Growers in these areas are searching for cultivars with residue that decomposes quickly. Growers, and the seed dealers they work with, regularly request information on residue decomposition of  winter wheat cultivars, but none is currently available. Arron Carter and colleagues’ 2017 project, “Rapid Evaluation of Winter Wheat Residue Decomposition Potential,” aims to develop efficient methods to provide this information – and lay the groundwork for future breeding efforts that select for wheat varieties with the decomposition characteristics that growers want. The project explored the degradability characteristics of wheat, and how degradability might be dependent on both genetic and environmental factors. It also sought to identify regions of the wheat genome involved in degradability, and to develop new, faster methods for evaluating degradability.

Under the BIOAg project, the team analyzed a set of 151 lines created by crossing two varieties with very different decomposition characteristics (Eltan and Finch). Based on these preliminary results, Carter and his students successfully approached Western SARE to support additional work – as results from the BIOAg project indicated that repeating the work with a population that had more genetic diversity would generate more conclusive insights. They are now repeating the work with a large diversity panel of 480 soft white winter wheat lines from the Pacific Northwest that represents maximized allelic and phenotypic diversity.

The results from these studies indicated that both genetic and environmental factors are important for determining degradability – but not all lines respond to the environment in the same way. Thus recommendations for growers in one location who want a degradable wheat residue are likely to be different than recommendations for growers in another location who want a degradable wheat residue. Using the results the team acquired from the diversity panel, which includes a large number of wheat varieties currently being grown, Carter is now able to give recommendations to growers across the region about varieties they should consider based on their residue needs. He has also discovered that this information is of interest to researchers working on other types of more sustainable systems across the region – for example, those seeking to develop approaches for using wheat straw to produce cellulosic ethanol.

Carter and his team have identified about 20 genomic regions associated with the degradability traits. Each of these genetic regions contributes to a small amount of the variation – indicating that the factors that contribute to degradability are likely to be complex. It also means that selecting for any single one of these genetic regions in breeding is unlikely to have much impact on degradability – though focusing on a set of multiple regions (for example, 6-8 or more regions) could be beneficial. The team is still working with the larger diversity panel to see if they can identify additional genetic regions that are important. In the process, they hope they will continue to develop a better understanding of the genetic factors that contribute to degradability, with the hope of better informing breeding efforts.

Last, the team is working to develop new methods that rely on near-infrared (NIR) spectroscopy for evaluating degradability – methods that would be much faster than the wet chemistry methods currently used. The NIR prediction models generated from their BIOAg data were moderately correlated to trait values, and they are hoping to improve the model once they have finished evaluating the diversity panel.

The BIOAg project supported two graduate students, Alejandra Roa and Nathan Nielsen. Building on the work under BIOAg, USDA-NIFA and the Washington Wheat Commission have awarded funds to make NIR testing standard within the WSU winter wheat breeding program. The OA Vogel and Willard Hennings Endowment, and Western SARE, have supported continuation of this work. The full grant report PDF is available online.

[Supplied data]
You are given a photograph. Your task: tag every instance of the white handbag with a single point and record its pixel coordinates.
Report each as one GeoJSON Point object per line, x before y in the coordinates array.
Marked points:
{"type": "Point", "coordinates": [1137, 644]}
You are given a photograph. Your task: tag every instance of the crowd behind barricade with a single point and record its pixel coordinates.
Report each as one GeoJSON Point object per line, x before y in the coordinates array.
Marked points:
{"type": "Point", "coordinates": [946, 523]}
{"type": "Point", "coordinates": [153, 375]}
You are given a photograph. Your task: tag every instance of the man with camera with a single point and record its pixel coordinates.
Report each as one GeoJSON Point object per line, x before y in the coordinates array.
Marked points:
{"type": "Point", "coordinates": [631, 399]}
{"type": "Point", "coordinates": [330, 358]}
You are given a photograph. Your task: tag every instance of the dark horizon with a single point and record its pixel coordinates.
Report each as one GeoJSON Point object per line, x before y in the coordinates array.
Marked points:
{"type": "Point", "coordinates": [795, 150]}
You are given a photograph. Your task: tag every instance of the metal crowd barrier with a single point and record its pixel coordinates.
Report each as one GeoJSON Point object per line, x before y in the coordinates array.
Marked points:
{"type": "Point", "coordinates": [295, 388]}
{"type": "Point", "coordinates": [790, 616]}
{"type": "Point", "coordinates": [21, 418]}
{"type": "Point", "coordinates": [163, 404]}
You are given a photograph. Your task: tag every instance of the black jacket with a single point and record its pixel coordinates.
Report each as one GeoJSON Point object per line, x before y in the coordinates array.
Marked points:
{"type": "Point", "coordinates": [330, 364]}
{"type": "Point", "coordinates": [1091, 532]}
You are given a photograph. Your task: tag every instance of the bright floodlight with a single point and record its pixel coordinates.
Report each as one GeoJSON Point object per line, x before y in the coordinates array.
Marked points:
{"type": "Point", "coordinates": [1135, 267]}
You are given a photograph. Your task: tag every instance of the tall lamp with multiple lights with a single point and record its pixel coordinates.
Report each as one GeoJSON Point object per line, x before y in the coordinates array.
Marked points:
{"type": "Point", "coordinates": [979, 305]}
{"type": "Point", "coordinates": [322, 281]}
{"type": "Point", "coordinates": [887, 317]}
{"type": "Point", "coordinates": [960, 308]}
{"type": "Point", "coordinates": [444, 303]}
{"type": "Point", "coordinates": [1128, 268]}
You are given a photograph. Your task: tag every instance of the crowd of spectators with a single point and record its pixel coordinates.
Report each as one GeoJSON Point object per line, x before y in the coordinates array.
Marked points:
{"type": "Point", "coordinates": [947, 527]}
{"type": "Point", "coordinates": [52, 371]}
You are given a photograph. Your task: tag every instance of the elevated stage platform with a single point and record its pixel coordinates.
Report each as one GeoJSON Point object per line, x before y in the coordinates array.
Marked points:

[What you need to do] List every person named in the wheat residue article. The records have no connection to the wheat residue article.

[Answer section] Arron Carter, Alejandra Roa, Nathan Nielsen